▸ DATA FOR THIS TASK:

**********

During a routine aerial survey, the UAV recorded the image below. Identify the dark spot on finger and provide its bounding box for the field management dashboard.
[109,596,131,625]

**********

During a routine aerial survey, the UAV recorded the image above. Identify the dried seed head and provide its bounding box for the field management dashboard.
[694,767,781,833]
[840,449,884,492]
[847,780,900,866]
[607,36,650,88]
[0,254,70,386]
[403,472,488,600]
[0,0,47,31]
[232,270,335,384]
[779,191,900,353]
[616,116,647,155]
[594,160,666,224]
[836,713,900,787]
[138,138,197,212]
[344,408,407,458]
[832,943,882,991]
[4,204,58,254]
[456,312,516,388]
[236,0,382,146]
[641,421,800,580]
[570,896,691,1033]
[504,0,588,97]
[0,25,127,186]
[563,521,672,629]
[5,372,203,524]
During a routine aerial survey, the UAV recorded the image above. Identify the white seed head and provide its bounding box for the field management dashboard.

**********

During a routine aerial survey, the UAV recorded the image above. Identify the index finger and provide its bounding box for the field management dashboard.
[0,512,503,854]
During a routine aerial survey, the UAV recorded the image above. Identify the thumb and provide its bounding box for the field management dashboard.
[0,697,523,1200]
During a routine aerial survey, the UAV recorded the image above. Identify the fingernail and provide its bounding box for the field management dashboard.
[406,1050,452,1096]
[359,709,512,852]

**********

▸ DIRECTIONS: Please lay out everything in the data from the line containing "Identify the fingernail" down to the line containing "[359,709,512,852]", both included, as a numbered list with any blank lines left out.

▸ OUTPUT OF THE EXERCISE:
1. During a routine aerial survey, the UAV recorded the image above. Identify the fingernail and provide its bounding box for the field management dashboard.
2. [406,1050,452,1096]
3. [359,709,512,852]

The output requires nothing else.